* **Task to complete**: Please rewrite the material, starting at its beginning and ending with the line that contains "pixel 747 610", and change "terracotta flower pot" to "clay planter" while keeping everything else the same. Return only those lines and leave out the pictures.

* **Dataset extract**:
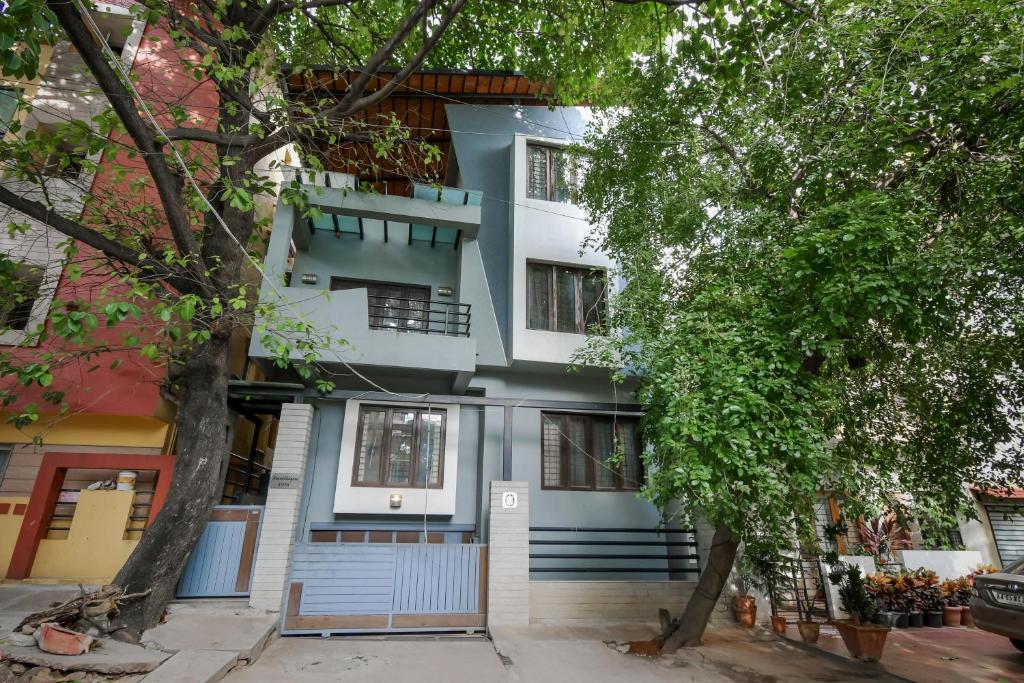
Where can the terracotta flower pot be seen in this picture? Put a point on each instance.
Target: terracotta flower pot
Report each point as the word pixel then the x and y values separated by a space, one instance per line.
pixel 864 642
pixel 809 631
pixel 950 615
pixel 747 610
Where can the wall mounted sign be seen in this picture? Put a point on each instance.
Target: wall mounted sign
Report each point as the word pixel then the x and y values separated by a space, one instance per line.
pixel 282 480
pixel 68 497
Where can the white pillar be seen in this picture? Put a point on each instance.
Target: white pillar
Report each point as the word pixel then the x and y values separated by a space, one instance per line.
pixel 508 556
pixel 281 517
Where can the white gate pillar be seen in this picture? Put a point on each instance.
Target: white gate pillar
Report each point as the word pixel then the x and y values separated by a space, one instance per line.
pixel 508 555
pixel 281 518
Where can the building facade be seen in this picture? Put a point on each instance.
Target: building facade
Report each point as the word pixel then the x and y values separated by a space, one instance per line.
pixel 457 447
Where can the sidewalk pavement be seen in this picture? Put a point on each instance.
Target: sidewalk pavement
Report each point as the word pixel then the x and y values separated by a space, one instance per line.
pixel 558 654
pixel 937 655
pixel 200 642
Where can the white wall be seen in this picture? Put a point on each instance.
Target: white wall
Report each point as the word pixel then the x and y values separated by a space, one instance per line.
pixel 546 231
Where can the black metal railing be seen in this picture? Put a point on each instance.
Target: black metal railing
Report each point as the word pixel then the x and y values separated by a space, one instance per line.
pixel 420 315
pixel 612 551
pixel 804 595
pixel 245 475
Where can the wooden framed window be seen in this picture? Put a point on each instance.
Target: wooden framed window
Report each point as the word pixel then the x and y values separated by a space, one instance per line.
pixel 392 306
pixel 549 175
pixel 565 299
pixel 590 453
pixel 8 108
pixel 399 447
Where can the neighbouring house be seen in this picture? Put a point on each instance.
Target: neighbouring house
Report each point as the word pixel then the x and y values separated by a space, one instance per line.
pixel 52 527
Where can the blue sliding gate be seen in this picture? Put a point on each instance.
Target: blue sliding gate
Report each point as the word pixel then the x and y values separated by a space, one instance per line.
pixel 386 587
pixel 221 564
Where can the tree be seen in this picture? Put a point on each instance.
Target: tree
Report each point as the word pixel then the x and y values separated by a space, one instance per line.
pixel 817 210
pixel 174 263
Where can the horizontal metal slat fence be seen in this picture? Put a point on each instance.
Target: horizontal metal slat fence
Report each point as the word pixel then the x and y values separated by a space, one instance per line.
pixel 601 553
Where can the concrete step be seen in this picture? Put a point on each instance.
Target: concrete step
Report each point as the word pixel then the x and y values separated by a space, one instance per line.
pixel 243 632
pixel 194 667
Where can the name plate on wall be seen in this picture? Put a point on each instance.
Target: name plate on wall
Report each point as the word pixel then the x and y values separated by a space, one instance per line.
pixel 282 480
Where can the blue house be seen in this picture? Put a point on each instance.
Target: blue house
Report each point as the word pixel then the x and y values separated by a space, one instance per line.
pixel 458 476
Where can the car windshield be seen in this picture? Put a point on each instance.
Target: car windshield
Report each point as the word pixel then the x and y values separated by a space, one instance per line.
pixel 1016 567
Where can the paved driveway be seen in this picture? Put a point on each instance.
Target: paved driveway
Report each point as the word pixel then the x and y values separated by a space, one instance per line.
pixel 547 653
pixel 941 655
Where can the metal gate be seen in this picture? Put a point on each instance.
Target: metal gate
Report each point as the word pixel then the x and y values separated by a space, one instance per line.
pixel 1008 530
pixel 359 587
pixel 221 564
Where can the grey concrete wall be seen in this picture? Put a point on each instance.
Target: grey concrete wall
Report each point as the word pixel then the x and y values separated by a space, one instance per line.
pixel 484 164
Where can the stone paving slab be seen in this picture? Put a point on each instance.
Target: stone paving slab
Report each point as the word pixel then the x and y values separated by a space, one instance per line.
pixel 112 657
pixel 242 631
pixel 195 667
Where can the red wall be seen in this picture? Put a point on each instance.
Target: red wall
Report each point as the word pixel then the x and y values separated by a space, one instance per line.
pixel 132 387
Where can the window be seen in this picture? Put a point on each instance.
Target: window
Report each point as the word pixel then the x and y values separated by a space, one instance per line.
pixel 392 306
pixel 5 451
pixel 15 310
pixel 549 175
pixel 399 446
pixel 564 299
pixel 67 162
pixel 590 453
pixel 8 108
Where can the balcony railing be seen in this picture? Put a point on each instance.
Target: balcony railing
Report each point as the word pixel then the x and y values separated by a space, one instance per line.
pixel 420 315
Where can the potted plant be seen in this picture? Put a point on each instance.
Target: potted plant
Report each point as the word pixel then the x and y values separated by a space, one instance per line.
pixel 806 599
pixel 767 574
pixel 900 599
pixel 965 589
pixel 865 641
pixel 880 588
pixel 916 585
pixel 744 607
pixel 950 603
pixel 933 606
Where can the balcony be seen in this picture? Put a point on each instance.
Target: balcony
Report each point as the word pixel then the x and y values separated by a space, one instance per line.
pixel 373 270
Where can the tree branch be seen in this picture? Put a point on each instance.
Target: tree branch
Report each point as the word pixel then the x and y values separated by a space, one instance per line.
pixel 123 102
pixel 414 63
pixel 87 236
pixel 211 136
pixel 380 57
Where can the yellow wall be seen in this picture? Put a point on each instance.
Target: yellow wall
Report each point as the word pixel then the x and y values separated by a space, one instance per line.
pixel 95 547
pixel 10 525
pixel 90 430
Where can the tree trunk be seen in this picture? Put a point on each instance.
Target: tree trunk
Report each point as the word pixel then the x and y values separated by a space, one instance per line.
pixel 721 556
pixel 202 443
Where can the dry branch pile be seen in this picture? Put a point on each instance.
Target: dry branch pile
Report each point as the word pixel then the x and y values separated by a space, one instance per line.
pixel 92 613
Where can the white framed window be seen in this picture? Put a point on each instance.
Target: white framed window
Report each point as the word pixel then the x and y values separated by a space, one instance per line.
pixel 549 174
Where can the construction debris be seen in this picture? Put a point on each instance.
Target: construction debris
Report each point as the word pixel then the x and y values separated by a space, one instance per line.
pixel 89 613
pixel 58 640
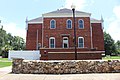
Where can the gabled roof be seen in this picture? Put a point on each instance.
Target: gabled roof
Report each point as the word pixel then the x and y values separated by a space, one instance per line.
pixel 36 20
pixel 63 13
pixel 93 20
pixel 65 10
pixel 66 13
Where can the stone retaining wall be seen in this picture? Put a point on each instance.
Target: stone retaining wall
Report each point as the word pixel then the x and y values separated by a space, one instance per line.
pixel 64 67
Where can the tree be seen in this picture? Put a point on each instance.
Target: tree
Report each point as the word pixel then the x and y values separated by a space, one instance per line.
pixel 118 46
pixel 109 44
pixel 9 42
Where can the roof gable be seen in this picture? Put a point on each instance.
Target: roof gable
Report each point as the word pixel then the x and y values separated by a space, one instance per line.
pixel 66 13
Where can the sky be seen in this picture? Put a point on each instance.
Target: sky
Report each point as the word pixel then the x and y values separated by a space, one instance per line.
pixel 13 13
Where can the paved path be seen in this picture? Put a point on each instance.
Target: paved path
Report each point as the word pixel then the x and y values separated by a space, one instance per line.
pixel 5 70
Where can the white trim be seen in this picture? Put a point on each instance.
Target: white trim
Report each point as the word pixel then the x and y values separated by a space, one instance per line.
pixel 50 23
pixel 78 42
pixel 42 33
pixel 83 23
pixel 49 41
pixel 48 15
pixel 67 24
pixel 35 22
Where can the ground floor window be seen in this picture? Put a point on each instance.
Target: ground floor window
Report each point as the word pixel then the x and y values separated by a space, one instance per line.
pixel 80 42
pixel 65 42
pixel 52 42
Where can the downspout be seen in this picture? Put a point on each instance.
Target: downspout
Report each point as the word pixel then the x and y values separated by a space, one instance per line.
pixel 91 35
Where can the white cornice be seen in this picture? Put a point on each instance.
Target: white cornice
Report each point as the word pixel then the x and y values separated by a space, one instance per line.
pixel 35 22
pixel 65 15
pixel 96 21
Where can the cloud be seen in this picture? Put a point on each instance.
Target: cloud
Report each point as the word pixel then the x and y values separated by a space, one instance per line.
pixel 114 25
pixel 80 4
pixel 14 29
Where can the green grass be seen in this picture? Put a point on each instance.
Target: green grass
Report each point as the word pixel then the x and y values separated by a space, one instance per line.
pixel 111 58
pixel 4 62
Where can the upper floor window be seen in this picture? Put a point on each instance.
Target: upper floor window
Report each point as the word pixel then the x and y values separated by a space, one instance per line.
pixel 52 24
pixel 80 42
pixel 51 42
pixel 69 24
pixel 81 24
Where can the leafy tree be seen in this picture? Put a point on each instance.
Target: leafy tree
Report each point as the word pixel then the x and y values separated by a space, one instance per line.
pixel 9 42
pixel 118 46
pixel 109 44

* **Problem solution**:
Where can the clay planter be seen in this picture? Put a point on each instance.
Target: clay planter
Report each point as the word pixel then the x and y values separated by a space, one instance per line.
pixel 864 642
pixel 809 631
pixel 950 615
pixel 747 610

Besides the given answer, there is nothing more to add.